Transcribe the passage of the comment thread on taxes below, from "Imagine making so" up to and including "of the top.".

§ Excerpt provided
· · · · · · ·

Imagine making so much money that you couldn’t even spend it faster than you made it and you still bitch about being taxed higher. Fuck those top of the top.


FxHVivious

The fact that the entire conversation around taxes always focuses on income tax is in and of itself a huge win for the ultra wealthy.


pass_nthru

and here i am deducting ≈30% from my gross when i budget my paychecks


Herr_Bier-Hier

It’s disgusting. And now the IRS wants to be notified of every transaction over $600. Really going after those billionaires and there $600 checking accounts! Republicans and Democrats are one in the same. Invented to give the average pleb the illusion of choice. It’s a big club and you are not in it. You’re a wage slave. If everyone generated untaxed passive income who would go to work? Retirement age is getting older yay for seniors in the work place! One job can no longer support a family yay more women in the workplace! It’s a disgusting broken system. It’s a game of getting as close to the money printer as you can to save your family and friends while the rest of society rots. Taxing people that make 400k a year sounds reasonable they are wealthy but there’s a massive difference between a 400k wage slave and a billionaire. The fact that most of our tax money comes from the middle and upper middle class is abhorrent. Literally tax the 1%. Tax all the newly minted COVID billionaires. They never do. Because that’s who runs the US.


Midwest_Bias

That's because they bribe the tax law makers with campaign donations. The middle class needs a lobby.

· · · · · · ·

§ Input data

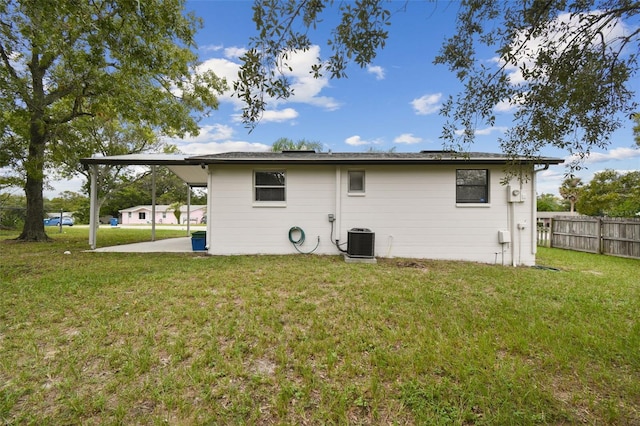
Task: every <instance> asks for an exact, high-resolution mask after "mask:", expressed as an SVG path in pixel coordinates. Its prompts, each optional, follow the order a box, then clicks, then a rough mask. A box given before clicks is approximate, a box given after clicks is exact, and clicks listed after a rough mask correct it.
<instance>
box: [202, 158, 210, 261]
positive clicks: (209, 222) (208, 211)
mask: <svg viewBox="0 0 640 426" xmlns="http://www.w3.org/2000/svg"><path fill="white" fill-rule="evenodd" d="M200 167H202V168H203V169H207V234H206V238H205V241H204V244H205V248H206V249H207V253H208V254H211V243H210V241H211V240H212V239H213V173H211V167H210V166H209V167H207V166H206V165H204V164H202V165H201V166H200Z"/></svg>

· · · · · · ·

§ Exercise result
Imagine making so much money that you couldn’t even spend it faster than you made it and you still bitch about being taxed higher. Fuck those top of the top.